_Given problem:_ Reproduce the passage of the toeside carve forum thread that starts at "## Suburban Blend" and ends at "and so effective.".

══ Document extract

# Toeside Carve



## yusoweird (Apr 6, 2009)

You are trying to do dynamic carve turns? I have similar problem only when my boot is tight. If I loosen up the top laces of my boot, then I can bend my knees easier. But, the support is not as good for really hard carves. The problem may be that you are not throwing your weight over your toe edge enough while trying to keep your body stationary. That requires bending knee and ankles and it is hard to bend your ankle when you have a stiff boot. So try to loosen your top laces just a tad bit (that's what I do). You have to bend your ankle first inorder to distribute your weight to your toe side, bending the knee alone will only throw your weight to your heel side. By loosening up the top laces, you allow your shin to be pushed forward more and bending your ankles. Just don't loosen them up too much.


----------



## DrewOZ (Feb 14, 2010)

Thanks! That definitely makes sense and I'll give that a try the next time I'm on the slopes (unfortunately it won't be for another couple of weeks) - I'll let you know how I go!


----------



## Suburban Blend (Feb 23, 2008)

when you're stopped and kneeling down on the snow, put all your weight on your front knee. Shake your back knee loose. Kneel tall, not bent at the waist. NOTE this position and try to emulate it when you're riding. I call it "the PeeWee Herman dance" It does take conditioning of your muscles, but it's such a subtle move, and so effective.

Try and isolate just driving that front knee and nothing else to the apex of the toeside turn.


----------



## DrewOZ (Feb 14, 2010)

Thanks heaps for all the advice guys - I will put those tips in action the next time I am out. I know I should push my pelvis forward on the toeside turn but for some reason always seem to forget that part when I'm riding. I think I focus too much on driving my knees to the ground, while forgetting to push my pelvis out and arch my back (and therefore lean into the turn). Snowolf, I've read some of your other posts and will definitely try the "hump and dump".

SB, I might even give your "PeeWee Harman dance" a go at home tonight.

I'll let you know how it all goes!

Cheers


----------



## Guest (Feb 16, 2010)

just be sure not to put any pressure on your heels when in a toeside carve. 


you'll eat it really hard. (i know from past experience hahaha)


----------

════
══ Dataset content

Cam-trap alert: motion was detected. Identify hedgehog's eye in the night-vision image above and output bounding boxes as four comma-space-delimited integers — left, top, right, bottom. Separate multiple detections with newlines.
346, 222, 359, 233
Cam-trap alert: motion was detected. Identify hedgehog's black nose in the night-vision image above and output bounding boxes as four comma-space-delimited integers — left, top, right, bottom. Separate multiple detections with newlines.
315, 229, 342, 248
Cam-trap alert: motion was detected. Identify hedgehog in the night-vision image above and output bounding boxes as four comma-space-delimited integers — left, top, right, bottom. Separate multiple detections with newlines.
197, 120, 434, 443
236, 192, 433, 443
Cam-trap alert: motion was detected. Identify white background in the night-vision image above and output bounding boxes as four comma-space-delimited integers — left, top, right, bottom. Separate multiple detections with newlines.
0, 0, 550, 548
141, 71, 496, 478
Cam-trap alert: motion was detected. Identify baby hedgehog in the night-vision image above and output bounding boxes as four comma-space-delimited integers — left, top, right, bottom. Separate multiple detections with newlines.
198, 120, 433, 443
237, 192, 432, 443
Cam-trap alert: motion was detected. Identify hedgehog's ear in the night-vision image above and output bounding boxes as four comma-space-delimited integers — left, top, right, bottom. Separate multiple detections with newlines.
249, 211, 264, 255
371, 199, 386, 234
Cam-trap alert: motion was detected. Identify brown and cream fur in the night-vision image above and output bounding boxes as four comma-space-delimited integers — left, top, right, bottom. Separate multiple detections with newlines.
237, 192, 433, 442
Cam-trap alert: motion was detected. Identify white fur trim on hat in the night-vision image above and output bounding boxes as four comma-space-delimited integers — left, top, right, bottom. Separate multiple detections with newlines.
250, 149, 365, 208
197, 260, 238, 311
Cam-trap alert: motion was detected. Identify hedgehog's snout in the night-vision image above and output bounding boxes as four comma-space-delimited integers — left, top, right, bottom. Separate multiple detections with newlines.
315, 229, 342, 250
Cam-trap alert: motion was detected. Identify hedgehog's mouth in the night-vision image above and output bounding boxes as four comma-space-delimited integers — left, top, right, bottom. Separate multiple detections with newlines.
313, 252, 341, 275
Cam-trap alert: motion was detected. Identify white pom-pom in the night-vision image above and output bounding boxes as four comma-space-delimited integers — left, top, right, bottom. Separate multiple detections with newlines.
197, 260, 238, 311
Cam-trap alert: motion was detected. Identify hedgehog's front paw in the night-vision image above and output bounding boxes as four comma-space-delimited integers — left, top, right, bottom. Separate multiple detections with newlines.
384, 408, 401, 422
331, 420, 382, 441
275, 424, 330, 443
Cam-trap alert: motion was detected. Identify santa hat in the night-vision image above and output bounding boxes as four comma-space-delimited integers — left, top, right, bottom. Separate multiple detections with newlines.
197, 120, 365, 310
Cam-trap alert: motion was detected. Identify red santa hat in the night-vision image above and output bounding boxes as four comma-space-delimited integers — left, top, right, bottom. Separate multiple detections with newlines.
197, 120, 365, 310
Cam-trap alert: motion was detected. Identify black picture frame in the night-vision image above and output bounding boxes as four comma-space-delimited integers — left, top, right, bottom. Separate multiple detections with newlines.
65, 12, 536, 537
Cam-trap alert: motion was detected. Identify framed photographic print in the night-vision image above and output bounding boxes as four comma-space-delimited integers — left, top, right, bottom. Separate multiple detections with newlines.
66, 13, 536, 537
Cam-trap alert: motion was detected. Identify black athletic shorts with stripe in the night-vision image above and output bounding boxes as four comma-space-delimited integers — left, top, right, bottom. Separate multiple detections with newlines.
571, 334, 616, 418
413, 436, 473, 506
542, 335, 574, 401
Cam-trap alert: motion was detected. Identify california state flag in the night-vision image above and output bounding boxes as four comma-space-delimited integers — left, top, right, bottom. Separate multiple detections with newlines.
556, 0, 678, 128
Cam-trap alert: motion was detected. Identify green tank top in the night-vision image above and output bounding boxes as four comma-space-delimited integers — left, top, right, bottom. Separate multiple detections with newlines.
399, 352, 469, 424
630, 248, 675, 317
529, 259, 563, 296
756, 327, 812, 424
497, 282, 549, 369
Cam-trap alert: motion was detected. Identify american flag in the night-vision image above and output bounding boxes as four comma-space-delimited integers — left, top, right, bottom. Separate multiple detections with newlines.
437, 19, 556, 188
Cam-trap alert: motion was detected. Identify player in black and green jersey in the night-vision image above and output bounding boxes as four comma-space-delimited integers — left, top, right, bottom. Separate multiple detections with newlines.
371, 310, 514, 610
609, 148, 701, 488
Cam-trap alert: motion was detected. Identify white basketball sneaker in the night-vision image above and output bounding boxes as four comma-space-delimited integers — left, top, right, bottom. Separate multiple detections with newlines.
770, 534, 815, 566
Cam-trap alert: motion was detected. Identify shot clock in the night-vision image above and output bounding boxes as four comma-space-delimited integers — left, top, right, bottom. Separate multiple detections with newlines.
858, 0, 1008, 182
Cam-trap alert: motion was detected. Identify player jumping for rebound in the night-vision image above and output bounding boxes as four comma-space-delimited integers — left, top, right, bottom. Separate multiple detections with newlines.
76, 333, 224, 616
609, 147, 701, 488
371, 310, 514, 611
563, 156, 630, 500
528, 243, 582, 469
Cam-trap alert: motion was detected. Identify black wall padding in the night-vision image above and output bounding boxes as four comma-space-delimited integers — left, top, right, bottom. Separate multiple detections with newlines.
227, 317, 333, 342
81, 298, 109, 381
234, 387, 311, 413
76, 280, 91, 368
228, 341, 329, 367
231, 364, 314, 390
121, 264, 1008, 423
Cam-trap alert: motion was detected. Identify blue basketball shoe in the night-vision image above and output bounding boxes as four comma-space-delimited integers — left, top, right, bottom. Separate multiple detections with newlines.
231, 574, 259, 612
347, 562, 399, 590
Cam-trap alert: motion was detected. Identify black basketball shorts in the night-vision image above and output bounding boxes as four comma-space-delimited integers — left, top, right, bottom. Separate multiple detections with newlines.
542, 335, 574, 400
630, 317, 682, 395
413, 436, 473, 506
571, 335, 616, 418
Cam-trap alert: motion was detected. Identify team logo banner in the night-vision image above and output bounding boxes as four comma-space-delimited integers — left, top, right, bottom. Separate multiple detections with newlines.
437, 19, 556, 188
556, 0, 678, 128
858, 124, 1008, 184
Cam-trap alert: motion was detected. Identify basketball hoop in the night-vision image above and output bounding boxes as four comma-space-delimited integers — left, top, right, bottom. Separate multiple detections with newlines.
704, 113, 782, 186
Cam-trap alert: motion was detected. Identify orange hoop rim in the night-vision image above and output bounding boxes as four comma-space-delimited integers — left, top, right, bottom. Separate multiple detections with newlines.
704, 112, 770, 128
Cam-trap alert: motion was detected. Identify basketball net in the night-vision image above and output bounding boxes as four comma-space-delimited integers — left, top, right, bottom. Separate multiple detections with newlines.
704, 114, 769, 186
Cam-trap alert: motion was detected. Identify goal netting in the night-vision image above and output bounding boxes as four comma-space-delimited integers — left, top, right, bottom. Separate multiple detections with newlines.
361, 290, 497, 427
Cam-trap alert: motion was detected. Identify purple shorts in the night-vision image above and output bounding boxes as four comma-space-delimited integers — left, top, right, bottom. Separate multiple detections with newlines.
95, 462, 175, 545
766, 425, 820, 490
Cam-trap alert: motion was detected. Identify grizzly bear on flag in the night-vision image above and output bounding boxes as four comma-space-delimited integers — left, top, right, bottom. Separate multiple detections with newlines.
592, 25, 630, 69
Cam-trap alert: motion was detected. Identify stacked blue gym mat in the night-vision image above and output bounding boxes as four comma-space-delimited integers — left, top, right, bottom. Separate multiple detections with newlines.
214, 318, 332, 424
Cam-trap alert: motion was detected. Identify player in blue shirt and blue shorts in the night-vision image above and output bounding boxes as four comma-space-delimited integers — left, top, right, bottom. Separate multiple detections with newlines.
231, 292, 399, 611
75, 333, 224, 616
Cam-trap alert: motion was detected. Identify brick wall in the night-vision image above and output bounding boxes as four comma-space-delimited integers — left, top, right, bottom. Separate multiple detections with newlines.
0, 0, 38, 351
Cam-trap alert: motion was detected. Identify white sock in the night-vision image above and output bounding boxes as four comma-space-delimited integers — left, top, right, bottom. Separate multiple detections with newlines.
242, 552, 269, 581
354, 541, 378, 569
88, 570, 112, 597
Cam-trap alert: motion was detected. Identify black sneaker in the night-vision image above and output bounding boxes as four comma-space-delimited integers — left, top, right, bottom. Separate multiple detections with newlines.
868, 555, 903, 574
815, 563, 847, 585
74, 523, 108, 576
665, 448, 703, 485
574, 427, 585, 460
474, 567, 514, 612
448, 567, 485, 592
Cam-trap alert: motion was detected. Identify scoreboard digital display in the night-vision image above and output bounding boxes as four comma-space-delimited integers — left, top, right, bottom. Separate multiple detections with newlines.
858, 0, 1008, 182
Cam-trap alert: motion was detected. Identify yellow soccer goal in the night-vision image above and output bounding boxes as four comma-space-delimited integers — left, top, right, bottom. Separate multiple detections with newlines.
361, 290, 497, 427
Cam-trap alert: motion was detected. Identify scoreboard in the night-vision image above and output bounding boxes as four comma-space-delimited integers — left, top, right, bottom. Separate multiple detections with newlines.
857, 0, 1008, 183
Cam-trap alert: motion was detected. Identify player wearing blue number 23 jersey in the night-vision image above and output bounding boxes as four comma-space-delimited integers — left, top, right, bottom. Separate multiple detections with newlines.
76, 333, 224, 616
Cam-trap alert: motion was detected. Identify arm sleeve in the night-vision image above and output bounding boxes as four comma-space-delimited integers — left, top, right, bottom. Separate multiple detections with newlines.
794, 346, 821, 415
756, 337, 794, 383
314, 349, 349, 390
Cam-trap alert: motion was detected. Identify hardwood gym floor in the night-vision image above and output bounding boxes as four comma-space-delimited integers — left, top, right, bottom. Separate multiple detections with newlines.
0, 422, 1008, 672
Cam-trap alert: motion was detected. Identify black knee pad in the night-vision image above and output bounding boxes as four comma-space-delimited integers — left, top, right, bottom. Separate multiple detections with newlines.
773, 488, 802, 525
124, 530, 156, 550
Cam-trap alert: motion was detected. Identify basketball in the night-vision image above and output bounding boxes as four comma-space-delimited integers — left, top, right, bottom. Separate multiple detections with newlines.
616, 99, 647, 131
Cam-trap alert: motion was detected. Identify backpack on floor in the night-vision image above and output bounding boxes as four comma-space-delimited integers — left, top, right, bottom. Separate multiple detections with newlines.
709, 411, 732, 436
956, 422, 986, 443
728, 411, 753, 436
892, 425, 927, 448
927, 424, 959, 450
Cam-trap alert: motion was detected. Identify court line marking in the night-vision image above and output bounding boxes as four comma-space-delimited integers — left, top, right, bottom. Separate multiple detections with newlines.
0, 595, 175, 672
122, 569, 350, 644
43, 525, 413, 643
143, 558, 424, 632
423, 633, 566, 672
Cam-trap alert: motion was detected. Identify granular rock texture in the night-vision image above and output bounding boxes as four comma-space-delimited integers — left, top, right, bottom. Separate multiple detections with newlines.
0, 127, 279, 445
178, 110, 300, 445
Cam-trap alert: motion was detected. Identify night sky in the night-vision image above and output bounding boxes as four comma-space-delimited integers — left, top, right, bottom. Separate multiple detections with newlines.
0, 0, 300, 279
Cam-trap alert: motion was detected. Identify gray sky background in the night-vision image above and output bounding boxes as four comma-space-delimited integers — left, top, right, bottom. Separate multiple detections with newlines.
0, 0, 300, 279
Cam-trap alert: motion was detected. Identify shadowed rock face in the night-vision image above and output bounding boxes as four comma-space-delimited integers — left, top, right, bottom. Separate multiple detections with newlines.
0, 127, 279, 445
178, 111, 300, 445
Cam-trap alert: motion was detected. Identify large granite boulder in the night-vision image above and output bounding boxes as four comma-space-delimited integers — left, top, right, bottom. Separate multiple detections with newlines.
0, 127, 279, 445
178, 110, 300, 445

════

_Answer in full:_
## Suburban Blend (Feb 23, 2008)

when you're stopped and kneeling down on the snow, put all your weight on your front knee. Shake your back knee loose. Kneel tall, not bent at the waist. NOTE this position and try to emulate it when you're riding. I call it "the PeeWee Herman dance" It does take conditioning of your muscles, but it's such a subtle move, and so effective.